-------- RECORDS TO USE

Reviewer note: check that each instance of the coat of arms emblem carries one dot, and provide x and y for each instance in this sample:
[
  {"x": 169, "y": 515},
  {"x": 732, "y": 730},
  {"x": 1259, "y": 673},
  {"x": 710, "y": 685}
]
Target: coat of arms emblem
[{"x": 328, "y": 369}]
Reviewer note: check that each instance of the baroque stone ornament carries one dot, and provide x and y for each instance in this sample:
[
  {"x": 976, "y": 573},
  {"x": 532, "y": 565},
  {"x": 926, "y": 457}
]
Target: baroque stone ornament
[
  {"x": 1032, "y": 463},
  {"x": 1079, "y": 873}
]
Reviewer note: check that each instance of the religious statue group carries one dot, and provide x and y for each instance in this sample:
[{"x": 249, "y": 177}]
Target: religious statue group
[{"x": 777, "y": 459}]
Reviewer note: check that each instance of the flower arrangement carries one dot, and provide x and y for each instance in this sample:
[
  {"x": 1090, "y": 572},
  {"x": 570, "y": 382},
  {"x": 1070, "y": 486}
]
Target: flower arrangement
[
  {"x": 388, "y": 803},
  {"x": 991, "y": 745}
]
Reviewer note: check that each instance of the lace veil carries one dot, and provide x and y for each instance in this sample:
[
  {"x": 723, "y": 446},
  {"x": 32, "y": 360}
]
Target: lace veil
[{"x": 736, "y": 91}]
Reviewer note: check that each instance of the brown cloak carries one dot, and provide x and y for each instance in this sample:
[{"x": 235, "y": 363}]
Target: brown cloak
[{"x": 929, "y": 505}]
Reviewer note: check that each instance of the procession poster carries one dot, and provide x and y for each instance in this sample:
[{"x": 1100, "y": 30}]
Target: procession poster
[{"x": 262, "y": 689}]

----------------

--- WHAT IS NEEDED ---
All lines above that contain "provide" are required in the answer.

--- OUTPUT FOR THIS TASK ---
Reviewer note: check that each instance of the coat of arms emblem carries one dot, and provide x and y for each instance in this sample:
Reviewer note: check that each instance of the baroque stone ornament carries one dot, and provide x and y for each instance in this sample:
Reviewer note: check that each instance of the religious statue group carries one dot, and provide x and y for each instance in this sample:
Reviewer note: check that each instance of the flower arrangement carries one dot, and provide x and y for each instance in this sample:
Reviewer note: check that each instance of the lace veil carries one dot, and provide x and y for each instance in this sample:
Reviewer note: check that each instance of the brown cloak carries one dot, and provide x and y for each instance in this sample:
Reviewer note: check that each instance of the procession poster carries one dot, and provide x and y for each instance in this sample:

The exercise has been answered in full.